== Data records ==
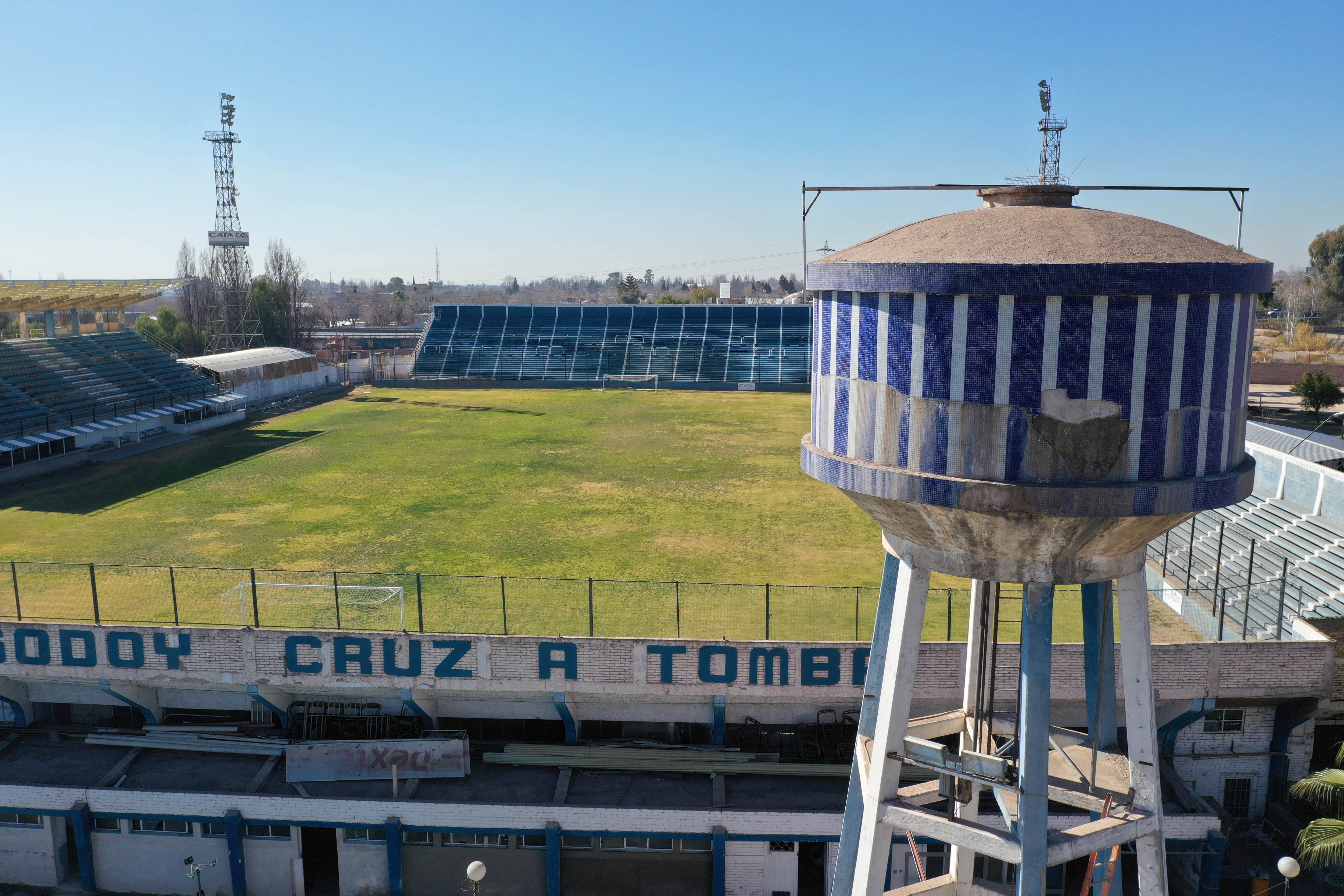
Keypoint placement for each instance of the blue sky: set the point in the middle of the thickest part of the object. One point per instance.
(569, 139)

---

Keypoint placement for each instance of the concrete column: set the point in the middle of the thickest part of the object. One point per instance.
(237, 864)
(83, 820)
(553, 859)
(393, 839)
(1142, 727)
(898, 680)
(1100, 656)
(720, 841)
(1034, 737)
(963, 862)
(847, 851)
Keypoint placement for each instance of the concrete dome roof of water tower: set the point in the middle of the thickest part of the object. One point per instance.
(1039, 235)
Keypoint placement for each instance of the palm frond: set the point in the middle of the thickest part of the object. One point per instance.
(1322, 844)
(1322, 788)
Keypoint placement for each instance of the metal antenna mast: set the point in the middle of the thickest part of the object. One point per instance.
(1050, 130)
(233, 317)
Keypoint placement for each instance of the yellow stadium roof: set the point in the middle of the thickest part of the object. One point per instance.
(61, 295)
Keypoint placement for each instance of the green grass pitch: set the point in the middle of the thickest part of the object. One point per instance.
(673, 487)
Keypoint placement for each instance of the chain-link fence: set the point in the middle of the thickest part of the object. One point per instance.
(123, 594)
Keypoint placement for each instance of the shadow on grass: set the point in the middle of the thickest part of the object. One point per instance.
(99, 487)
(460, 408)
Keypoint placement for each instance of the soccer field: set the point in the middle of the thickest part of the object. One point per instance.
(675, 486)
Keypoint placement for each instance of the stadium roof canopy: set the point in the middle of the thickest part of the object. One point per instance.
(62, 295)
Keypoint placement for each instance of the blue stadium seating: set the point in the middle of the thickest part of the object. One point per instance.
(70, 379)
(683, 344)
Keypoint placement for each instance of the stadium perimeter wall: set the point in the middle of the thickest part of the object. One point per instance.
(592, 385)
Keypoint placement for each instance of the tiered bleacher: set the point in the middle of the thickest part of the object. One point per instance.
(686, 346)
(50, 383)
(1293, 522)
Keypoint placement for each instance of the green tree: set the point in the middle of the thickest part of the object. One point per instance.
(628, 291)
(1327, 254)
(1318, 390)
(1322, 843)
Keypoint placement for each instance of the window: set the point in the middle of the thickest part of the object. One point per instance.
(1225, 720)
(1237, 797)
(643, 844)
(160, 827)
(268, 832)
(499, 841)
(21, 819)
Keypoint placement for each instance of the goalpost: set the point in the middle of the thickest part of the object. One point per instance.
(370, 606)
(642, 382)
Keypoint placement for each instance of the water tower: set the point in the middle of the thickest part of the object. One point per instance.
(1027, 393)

---

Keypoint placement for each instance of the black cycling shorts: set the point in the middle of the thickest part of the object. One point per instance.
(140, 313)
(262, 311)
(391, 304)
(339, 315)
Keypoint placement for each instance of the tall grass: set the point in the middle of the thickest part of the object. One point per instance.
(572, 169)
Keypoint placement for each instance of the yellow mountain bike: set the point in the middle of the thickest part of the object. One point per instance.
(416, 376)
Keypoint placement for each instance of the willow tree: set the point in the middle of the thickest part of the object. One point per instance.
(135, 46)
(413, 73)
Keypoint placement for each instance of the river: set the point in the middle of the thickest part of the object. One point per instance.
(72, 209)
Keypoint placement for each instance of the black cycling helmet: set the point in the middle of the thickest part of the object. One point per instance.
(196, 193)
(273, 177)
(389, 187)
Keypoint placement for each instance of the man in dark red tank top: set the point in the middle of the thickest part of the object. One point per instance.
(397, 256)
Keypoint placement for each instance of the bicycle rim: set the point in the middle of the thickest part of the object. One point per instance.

== Work task ==
Looking at the data above, return every line from the one with "Keypoint placement for each instance of the man" down to the one with "Keypoint placement for each instance of the bicycle", exactly and inclusively.

== Exercise output ==
Keypoint placement for each instance of the man in dark red tank top: set the point in the middle of the thickest part of the object. One point per instance.
(397, 256)
Keypoint placement for each instance of the bicycle rim: set the point in the middle of the thickest part of the object. One point per instance.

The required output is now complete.